• **Directions**:
Reproduce, word for word, the stretch of the particle filtration passage below from "In environmental, physical, chemical" through "on a filter.".

• **Selected passage**:
*****

In environmental, physical, chemical and microbiological studies, filtration is often used to concentrate small particles (e.g. microbial cells) suspended in minute concentration in fluids or gases. In general, it may be necessary to separate and concentrate small particles according to the particle dimension. Further, it is desirable to rapidly and completely capture these small particles on a filter.
Traditional particle filters consisting of cellulose ester are marketed with an average pore size. The user will usually select a suitable filter to use based on the average pore size of the filter but in general, these filters do not have uniform sized pores but have varied pore sizes. The actual pore sizes lie within a scale range of the average pore size. Accordingly, it may difficult to achieve a complete separation of small particles as these particles are trapped only by a fraction of pores equal to or smaller than the stated average pore size but may not be trapped efficiently by pores larger than the average pore size. Particles (such as microbial cells) may also have a tendency to adhere to the cellulose ester filter after being trapped or be trapped deep within the pores of the ceullulose ester filter. In filtration methods further requiring subsequent collection of trapped particles (for concentration and/or for further identification/analysis), the retrieval or elution of the particles from such cellulose may not be complete.
Other filters include thin polymer filters (usually polycarbonate), which have an irregular array of pores on the surface, a fairly low total area of pores and limited overall filter size. These filters are normally employed for single use only and are usually not strong or reliable enough for repeated use.
Particle filters with uniform pore sizes have been described. For example, inorganic microfiltration membranes with a pore size down to 0.1 μm were fabricated using laser interference lithography and silicon micro machining technology. This filtration membrane was fabricated using silicon nitride deposited on a silicon wafer as a support substrate. These membranes were reported to have small flow resistance due to a thickness smaller than the pore size, a smooth surface, high porosity, narrow pore size distribution, large flux, low trans-membrane pressures and relatively insensible to fouling. However, the fabrication involved numerous process steps and the use of expensive equipment results in a high production costs. Further, the thin membrane (<1 μm) allows only low working pressure (<2 bar) and the lack of choice of membrane material (limited to nitride) also limits the application of this filtration membrane.
A polymer through-hole membrane with high aspect ratios may also be fabricated by nano-imprinting using metal molds. The metal molds were prepared by a replication process using an anodic porous alumina template.

*****

• **Raw data**:

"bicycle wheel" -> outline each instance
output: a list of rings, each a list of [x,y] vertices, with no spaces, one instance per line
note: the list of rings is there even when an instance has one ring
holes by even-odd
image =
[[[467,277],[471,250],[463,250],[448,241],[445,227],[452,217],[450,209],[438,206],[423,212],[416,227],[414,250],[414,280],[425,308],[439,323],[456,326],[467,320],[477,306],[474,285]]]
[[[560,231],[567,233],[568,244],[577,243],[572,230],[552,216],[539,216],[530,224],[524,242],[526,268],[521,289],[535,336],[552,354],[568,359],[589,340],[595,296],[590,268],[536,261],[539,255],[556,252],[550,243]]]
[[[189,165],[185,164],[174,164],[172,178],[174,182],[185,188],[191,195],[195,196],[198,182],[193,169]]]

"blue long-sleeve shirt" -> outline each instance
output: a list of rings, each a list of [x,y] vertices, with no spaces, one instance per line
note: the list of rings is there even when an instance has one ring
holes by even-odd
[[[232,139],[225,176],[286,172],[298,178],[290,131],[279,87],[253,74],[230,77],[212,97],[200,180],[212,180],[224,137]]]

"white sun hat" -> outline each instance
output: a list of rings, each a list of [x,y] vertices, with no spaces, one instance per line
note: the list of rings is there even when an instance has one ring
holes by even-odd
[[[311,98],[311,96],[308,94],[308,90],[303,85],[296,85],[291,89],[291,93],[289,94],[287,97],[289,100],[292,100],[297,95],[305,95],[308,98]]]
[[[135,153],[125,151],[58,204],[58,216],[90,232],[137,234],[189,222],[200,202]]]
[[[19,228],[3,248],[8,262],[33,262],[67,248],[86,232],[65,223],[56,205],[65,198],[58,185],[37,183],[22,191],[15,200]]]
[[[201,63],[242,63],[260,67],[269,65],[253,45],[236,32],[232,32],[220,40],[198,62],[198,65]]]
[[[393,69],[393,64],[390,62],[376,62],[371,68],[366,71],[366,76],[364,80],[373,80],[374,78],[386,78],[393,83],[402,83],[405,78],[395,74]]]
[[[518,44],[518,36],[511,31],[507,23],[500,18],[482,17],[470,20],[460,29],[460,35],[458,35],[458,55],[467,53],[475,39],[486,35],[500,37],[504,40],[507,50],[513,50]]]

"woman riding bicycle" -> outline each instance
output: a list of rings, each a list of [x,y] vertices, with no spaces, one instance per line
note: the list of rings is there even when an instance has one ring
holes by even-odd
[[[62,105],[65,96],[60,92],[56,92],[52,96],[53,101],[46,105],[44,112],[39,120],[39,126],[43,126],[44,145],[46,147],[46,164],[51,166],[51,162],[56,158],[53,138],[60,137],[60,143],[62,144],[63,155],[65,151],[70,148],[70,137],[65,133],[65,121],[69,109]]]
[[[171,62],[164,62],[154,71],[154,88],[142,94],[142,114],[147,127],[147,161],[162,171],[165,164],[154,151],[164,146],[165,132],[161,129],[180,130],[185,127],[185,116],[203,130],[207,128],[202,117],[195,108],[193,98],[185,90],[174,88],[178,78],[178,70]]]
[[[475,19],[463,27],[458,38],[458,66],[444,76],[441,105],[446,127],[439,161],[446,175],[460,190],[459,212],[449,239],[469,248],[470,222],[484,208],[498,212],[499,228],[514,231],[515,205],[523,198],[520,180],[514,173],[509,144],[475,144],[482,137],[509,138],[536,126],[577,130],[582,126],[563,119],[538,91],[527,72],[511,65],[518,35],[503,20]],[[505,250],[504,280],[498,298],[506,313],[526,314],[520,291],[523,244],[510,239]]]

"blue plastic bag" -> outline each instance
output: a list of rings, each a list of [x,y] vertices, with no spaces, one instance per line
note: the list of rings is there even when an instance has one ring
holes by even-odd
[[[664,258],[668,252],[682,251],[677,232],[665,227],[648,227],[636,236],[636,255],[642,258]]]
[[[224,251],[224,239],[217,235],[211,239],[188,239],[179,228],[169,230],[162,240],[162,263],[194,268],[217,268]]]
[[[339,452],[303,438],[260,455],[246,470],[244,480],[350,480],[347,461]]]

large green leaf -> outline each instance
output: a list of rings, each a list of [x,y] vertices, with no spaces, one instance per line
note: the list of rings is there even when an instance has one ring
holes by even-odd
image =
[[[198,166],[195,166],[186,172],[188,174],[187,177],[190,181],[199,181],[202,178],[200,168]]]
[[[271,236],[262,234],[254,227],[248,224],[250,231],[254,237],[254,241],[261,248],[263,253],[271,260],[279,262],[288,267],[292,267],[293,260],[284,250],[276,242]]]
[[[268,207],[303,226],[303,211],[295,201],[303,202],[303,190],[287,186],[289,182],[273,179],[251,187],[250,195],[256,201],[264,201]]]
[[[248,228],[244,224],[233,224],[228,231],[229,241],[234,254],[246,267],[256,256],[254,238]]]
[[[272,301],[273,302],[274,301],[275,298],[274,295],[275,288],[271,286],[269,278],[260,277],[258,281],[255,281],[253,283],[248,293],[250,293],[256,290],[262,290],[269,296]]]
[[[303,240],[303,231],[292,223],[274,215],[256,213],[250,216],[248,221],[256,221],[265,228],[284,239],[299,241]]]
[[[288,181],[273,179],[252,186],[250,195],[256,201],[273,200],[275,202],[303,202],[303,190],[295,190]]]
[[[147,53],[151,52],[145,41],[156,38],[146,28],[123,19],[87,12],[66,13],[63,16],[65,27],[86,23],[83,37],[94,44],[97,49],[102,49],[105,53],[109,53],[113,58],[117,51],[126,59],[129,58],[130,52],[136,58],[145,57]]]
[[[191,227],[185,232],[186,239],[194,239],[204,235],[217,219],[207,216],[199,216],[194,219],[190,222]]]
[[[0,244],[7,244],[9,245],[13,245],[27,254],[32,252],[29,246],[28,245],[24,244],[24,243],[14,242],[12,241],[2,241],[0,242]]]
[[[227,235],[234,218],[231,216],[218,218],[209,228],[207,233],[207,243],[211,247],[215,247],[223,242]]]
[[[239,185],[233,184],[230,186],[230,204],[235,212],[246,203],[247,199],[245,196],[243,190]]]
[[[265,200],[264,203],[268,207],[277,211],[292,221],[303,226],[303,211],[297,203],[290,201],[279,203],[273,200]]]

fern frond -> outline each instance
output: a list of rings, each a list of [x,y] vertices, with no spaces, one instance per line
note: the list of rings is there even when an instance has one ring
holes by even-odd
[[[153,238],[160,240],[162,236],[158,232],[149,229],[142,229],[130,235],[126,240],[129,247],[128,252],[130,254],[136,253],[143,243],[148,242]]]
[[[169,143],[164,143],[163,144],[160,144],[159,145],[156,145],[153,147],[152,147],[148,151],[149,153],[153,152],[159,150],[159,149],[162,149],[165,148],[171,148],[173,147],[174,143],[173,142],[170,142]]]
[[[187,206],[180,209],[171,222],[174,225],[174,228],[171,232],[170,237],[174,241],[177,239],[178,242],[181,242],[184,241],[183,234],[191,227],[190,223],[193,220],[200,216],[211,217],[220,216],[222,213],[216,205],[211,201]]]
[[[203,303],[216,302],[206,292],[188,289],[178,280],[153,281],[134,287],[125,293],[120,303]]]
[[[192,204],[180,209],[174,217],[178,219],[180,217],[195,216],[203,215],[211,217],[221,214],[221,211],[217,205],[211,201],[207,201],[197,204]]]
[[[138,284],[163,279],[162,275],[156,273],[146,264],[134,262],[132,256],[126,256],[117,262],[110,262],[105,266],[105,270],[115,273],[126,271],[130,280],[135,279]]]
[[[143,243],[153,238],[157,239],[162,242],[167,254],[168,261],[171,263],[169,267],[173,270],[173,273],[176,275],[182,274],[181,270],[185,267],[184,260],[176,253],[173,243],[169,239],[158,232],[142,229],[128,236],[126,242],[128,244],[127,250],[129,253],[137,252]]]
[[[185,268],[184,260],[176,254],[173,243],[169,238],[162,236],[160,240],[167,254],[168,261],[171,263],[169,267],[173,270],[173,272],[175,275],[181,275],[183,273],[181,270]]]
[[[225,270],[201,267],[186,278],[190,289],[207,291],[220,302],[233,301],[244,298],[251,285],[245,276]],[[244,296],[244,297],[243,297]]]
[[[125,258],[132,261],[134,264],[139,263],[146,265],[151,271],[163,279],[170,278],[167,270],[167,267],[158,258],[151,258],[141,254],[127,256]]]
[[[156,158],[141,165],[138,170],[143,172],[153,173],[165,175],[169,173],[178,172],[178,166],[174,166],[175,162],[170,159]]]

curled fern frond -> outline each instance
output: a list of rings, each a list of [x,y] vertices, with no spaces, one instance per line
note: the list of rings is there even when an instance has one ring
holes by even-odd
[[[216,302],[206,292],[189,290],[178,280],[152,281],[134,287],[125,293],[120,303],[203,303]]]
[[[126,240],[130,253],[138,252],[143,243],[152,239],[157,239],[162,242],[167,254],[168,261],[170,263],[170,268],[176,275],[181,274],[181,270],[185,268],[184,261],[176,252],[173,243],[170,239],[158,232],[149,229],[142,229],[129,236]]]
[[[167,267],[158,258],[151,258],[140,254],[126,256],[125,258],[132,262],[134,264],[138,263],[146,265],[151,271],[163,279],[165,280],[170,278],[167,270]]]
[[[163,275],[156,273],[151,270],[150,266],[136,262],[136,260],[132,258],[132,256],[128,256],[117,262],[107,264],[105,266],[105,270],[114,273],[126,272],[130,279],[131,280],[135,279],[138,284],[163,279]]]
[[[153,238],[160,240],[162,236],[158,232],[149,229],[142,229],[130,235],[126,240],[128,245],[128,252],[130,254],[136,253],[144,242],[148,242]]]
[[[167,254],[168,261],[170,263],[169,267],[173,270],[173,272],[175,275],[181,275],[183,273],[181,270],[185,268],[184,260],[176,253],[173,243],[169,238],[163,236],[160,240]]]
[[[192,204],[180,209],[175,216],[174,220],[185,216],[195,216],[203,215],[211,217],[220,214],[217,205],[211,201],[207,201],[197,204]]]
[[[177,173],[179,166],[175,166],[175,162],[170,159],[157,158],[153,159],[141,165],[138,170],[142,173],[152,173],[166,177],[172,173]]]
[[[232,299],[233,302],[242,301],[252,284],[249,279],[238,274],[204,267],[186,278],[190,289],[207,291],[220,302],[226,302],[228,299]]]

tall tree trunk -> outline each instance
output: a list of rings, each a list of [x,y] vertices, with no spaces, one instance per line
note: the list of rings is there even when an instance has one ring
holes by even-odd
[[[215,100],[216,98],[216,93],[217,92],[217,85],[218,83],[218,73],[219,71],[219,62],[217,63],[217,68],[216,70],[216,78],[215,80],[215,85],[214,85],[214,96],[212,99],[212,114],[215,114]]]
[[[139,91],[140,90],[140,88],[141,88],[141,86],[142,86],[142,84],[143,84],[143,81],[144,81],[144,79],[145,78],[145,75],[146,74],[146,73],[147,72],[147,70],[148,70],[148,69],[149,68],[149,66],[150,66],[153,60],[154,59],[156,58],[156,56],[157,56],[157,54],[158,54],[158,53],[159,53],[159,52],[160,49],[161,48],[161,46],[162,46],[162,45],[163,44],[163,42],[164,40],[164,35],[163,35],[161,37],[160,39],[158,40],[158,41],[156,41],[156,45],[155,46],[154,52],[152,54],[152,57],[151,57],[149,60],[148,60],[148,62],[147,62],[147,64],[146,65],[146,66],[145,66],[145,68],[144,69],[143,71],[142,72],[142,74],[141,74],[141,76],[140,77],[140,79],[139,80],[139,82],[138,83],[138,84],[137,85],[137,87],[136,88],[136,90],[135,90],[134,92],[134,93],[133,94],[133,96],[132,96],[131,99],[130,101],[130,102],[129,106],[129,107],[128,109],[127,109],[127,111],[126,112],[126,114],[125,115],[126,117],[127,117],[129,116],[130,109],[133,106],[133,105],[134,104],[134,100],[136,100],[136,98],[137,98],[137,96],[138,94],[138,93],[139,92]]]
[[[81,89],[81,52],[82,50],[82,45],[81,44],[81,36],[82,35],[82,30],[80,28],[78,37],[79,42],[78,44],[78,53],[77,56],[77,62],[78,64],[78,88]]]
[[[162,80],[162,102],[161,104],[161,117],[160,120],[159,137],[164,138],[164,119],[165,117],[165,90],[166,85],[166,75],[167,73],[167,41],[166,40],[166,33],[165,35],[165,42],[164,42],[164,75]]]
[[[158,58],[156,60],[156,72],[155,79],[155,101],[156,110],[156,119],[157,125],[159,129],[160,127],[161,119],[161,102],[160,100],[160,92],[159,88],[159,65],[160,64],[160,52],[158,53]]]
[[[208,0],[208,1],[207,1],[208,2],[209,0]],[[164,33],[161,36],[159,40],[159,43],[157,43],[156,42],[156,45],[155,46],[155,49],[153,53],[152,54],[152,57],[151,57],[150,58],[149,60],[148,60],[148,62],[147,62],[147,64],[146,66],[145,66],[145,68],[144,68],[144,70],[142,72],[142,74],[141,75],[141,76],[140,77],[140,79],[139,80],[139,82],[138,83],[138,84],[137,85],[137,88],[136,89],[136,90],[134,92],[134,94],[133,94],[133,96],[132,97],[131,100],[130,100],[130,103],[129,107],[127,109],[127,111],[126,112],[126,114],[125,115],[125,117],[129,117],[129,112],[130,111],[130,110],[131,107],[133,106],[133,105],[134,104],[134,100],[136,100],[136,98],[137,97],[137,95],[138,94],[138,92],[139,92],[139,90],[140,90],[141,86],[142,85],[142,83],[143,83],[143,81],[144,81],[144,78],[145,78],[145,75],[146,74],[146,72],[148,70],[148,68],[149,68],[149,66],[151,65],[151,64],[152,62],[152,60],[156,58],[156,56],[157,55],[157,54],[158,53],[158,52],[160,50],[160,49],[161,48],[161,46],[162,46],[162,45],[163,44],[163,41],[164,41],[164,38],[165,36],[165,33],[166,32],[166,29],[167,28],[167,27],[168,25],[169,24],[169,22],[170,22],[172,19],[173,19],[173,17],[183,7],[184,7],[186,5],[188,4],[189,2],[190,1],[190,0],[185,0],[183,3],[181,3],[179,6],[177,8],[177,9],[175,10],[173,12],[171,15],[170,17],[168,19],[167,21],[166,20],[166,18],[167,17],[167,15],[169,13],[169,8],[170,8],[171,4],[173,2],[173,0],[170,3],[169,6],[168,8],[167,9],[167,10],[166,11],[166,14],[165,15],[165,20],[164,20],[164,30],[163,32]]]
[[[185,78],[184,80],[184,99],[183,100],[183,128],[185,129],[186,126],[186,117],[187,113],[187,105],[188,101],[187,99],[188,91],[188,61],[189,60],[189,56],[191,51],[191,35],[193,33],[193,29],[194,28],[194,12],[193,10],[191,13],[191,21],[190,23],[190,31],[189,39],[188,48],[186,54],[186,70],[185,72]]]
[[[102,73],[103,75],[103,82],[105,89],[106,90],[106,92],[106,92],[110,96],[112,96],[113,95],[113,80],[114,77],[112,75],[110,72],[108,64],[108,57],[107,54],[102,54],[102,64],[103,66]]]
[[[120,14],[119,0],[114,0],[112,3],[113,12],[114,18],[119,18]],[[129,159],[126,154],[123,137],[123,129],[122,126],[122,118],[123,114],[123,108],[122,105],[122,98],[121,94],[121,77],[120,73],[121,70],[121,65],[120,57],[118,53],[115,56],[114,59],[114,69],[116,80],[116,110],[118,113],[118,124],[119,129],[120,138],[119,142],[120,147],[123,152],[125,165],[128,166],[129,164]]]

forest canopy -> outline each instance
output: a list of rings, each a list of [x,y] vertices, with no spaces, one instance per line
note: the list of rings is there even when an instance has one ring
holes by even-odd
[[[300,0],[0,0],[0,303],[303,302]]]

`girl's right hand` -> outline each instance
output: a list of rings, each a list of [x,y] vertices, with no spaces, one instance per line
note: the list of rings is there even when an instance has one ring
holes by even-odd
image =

*****

• **Result of this exercise**:
In environmental, physical, chemical and microbiological studies, filtration is often used to concentrate small particles (e.g. microbial cells) suspended in minute concentration in fluids or gases. In general, it may be necessary to separate and concentrate small particles according to the particle dimension. Further, it is desirable to rapidly and completely capture these small particles on a filter.